START STUDY TEXT
- Born: Giuseppe Alessandro Maria Zito September 1, 1883 Serre, Campania, Italy
- Died: October 22, 1932 (aged 49) Jersey City, New Jersey, U.S.
- Resting place: Bayview – New York Bay Cemetery
- Occupation: Elevator operator
- Known for: Saving over 100 lives in the Triangle Shirtwaist Factory fire
- Children: 7

= Joseph Zito (elevator operator) =

Hero during Triangle Shirtwaist factory fire

Joseph A. Zito (September 1, 1883 – October 22, 1932), born Giuseppe Alessandro Maria Zito, was an Italian-American elevator operator who saved over 100 lives during the Triangle Shirtwaist Factory fire on March 25, 1911.

== Early life ==
Zito was born in Serre, Campania, Italy. He emigrated to the United States at age 19 and had been employed by the Triangle Waist Company for six months when the fire occurred.

== Triangle Fire heroism ==
During the fire at the Triangle Waist Company in Manhattan, Zito made between eight and twenty elevator trips through smoke and flames, evacuating workers from the 8th, 9th, and 10th floors. He continued operating until fire engulfed the elevator shaft, sustaining severe burns and stab wounds from scissors held by panicked workers trying to board.
END STUDY TEXT
START PROVIDED INFORMATION
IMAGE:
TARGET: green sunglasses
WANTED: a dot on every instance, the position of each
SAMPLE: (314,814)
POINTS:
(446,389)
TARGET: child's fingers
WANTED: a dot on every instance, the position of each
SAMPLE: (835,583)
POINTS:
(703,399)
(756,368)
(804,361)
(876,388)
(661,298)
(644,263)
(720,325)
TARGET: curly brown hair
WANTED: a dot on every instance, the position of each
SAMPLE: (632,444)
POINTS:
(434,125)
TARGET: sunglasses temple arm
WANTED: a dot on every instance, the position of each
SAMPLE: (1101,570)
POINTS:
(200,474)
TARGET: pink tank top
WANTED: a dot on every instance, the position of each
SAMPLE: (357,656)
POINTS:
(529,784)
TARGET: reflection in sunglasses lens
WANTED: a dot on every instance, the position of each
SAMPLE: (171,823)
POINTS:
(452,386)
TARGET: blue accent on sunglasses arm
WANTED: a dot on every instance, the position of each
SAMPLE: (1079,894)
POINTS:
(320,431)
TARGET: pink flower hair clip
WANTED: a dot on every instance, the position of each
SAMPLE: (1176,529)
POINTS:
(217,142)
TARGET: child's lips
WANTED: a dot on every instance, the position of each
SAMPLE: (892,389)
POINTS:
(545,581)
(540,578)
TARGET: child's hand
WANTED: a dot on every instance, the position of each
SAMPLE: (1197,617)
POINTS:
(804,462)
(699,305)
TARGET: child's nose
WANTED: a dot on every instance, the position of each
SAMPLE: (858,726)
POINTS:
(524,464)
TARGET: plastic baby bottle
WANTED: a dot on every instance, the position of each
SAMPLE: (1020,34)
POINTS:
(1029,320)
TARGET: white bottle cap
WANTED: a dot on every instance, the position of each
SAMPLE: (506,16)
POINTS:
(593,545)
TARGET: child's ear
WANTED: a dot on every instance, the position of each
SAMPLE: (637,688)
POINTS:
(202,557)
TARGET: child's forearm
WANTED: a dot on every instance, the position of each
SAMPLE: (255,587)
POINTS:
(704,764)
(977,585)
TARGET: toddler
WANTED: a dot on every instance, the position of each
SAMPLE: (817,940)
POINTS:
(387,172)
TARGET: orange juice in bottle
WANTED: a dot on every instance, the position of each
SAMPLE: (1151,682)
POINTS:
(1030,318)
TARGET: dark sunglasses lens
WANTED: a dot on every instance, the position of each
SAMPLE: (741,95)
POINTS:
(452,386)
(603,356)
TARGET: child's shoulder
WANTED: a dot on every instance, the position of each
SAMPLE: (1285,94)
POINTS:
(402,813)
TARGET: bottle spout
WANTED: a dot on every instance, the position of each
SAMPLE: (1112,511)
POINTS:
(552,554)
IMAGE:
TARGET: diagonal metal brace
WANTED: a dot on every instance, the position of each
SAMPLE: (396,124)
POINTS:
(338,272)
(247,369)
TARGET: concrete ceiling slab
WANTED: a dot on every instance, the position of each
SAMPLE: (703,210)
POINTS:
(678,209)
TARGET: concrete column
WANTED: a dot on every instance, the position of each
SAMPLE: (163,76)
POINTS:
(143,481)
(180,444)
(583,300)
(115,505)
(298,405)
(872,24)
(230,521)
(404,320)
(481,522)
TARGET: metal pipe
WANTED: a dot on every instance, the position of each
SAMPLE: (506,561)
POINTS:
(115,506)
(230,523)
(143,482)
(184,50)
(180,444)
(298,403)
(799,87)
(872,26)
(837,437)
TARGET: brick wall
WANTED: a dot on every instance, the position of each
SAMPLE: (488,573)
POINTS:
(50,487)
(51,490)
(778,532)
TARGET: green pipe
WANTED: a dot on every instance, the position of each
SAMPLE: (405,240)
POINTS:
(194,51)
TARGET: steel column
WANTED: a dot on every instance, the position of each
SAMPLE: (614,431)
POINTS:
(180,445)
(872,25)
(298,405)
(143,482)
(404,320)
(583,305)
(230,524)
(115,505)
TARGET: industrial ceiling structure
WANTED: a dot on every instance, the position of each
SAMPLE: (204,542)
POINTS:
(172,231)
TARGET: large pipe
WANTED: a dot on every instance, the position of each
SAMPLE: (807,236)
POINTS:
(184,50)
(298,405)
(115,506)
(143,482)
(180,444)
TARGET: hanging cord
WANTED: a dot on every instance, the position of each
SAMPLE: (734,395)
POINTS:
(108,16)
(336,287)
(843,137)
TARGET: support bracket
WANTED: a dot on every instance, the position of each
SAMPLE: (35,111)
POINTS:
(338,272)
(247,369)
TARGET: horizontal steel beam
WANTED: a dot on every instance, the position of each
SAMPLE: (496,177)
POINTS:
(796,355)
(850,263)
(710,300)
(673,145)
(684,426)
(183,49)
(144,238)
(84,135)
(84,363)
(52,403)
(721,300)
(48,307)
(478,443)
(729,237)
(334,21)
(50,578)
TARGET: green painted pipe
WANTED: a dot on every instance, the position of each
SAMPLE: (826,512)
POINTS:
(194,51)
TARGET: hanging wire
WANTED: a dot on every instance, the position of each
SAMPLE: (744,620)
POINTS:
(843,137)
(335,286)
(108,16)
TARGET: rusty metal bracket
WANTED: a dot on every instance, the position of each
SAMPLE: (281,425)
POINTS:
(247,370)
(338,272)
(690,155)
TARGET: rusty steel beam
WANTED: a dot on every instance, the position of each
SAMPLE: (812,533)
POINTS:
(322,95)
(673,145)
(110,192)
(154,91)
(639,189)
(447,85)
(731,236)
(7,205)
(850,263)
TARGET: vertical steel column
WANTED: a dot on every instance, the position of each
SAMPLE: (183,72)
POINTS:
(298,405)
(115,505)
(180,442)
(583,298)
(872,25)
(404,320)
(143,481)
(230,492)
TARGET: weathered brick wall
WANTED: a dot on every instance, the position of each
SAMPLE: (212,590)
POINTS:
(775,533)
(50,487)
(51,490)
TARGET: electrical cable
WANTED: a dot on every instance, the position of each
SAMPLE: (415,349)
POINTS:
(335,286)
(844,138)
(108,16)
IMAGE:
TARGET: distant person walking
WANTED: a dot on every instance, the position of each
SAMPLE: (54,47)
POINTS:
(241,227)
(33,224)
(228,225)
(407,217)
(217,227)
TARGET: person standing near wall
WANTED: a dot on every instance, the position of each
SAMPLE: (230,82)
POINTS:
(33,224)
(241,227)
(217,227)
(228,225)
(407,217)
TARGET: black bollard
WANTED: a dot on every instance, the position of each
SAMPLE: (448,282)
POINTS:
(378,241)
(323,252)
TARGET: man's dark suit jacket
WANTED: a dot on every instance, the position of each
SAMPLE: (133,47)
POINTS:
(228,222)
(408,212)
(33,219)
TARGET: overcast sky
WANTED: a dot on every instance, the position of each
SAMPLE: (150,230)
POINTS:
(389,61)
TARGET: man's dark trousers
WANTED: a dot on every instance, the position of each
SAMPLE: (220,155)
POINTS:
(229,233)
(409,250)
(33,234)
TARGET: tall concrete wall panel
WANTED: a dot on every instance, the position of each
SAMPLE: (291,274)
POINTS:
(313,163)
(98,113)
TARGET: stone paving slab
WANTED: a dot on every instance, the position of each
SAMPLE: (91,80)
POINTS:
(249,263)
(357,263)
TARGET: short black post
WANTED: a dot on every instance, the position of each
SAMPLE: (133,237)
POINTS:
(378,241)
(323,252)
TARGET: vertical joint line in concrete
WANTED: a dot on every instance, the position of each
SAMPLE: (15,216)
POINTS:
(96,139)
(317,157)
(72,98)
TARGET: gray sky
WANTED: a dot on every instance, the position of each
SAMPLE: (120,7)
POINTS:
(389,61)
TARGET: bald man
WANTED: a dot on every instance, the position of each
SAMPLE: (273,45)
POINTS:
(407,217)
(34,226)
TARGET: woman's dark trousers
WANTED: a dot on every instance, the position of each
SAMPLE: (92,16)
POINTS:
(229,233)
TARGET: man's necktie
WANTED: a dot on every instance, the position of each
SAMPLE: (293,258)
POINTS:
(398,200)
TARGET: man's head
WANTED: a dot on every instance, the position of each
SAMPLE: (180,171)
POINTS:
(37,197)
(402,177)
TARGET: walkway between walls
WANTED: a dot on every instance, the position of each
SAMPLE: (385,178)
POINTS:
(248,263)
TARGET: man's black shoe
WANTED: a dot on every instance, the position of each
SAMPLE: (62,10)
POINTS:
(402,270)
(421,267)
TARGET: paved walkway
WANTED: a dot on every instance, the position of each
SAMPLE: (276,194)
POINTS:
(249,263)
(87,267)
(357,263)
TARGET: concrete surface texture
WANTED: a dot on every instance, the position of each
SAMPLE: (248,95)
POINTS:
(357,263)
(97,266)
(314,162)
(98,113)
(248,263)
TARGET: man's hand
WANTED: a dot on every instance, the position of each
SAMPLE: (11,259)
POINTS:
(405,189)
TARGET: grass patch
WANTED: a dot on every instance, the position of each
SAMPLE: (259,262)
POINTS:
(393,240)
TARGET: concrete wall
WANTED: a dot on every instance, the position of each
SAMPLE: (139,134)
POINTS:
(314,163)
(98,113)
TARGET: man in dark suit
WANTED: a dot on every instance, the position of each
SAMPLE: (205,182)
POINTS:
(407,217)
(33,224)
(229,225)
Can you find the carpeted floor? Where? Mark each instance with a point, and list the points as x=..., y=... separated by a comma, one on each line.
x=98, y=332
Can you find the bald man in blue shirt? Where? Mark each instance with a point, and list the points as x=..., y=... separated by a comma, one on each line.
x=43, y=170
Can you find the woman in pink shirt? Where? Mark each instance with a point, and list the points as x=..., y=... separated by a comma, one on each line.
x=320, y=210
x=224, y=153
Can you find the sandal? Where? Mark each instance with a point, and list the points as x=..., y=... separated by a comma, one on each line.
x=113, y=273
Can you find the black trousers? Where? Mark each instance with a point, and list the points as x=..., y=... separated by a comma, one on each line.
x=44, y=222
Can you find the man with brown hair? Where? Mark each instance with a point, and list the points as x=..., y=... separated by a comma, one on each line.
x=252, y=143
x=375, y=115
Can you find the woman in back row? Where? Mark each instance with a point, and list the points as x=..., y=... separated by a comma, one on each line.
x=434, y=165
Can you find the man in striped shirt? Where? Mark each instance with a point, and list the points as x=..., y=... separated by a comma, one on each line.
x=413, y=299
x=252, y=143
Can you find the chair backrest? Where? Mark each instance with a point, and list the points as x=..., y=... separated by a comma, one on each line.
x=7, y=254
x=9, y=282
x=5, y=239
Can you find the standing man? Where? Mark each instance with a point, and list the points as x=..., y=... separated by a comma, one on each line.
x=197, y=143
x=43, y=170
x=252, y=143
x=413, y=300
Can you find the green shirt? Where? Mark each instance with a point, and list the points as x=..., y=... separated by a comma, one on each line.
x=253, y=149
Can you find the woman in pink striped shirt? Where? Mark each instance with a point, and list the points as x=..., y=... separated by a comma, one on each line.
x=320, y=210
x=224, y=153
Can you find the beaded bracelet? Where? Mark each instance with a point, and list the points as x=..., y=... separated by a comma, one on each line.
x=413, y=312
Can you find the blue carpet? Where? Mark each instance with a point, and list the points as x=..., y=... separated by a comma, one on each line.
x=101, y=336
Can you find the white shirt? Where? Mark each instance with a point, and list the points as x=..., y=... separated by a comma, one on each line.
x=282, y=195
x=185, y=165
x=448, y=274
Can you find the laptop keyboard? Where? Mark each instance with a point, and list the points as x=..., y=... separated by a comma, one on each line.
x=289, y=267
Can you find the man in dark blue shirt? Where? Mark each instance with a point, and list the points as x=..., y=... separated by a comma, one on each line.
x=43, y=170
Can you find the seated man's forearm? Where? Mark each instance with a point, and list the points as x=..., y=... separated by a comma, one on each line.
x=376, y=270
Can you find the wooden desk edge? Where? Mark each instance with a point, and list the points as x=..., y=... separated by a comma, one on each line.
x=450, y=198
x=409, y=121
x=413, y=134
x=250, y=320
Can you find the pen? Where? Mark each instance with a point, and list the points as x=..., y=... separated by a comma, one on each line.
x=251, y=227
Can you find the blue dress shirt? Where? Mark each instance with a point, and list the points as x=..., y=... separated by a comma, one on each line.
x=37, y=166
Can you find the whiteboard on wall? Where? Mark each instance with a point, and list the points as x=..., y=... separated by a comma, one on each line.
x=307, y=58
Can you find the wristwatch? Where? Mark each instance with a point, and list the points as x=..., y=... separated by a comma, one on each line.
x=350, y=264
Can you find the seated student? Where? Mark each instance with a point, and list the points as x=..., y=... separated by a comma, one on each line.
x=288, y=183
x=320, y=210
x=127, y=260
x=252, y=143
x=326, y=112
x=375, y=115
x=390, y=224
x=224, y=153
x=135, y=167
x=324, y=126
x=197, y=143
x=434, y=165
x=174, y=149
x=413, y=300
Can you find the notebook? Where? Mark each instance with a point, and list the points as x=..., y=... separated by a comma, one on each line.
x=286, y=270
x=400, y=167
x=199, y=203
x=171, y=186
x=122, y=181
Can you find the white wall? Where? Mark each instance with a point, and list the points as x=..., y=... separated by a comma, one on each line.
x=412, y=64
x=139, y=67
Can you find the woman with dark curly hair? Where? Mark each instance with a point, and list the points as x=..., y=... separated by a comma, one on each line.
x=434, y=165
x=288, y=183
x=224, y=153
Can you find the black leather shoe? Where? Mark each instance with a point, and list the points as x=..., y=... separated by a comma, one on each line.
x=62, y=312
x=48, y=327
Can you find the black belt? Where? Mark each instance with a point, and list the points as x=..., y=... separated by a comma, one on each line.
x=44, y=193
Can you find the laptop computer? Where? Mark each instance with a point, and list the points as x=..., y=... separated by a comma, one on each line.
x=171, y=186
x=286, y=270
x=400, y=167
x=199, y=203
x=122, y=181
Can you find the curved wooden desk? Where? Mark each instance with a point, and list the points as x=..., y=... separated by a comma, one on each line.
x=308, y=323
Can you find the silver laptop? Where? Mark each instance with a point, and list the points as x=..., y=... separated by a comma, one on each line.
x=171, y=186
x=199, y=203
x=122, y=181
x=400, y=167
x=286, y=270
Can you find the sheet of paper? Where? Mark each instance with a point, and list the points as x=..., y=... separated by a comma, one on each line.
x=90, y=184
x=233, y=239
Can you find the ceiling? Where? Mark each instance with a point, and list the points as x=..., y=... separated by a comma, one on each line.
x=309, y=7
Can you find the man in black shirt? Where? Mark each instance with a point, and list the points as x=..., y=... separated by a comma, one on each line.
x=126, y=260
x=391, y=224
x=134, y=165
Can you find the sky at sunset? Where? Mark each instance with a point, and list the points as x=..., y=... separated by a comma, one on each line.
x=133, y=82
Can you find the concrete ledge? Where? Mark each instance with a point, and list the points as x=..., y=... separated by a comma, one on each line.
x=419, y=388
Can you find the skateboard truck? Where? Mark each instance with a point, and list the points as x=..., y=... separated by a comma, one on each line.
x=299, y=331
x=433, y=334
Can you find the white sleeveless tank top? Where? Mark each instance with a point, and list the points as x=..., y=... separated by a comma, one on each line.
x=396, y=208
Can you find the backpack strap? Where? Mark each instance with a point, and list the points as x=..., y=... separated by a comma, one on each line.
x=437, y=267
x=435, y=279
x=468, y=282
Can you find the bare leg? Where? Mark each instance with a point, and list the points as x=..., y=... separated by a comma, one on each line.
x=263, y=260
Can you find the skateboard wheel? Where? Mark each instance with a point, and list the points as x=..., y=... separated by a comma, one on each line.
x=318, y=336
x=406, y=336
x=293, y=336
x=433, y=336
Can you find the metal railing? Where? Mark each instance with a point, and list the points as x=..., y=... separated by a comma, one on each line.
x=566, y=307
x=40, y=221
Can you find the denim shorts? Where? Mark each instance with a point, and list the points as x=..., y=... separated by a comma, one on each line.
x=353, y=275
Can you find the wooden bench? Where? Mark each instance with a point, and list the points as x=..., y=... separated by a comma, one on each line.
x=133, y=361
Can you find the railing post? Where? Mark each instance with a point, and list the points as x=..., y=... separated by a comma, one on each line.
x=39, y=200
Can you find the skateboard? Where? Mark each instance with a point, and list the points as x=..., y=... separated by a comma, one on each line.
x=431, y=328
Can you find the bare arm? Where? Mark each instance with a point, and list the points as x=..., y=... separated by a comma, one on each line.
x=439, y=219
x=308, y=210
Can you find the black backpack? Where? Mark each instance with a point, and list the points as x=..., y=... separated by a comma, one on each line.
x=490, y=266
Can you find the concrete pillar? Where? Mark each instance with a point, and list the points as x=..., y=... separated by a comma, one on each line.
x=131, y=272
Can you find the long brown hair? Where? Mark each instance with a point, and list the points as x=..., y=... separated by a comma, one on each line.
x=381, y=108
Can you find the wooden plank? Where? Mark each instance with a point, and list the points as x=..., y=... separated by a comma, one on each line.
END PROVIDED INFORMATION
HOW TO COMPLETE THIS TASK:
For each statement below, say yes or no depending on whether it agrees with the article on Joseph Zito, and quote the words from the article that decide it.
(a) Zito had worked for the Triangle Waist Company for a year when the fire happened.
(b) Zito got workers out from the 8th, 9th, and 10th floors.
(c) Zito came to the United States when he was 19.
The items stand apart from the article on Joseph Zito and are separate material.

EXERCISE ANSWER:
(a) No: "had been employed by the Triangle Waist Company for six months when the fire occurred"
(b) Yes: "evacuating workers from the 8th, 9th, and 10th floors"
(c) Yes: "He emigrated to the United States at age 19"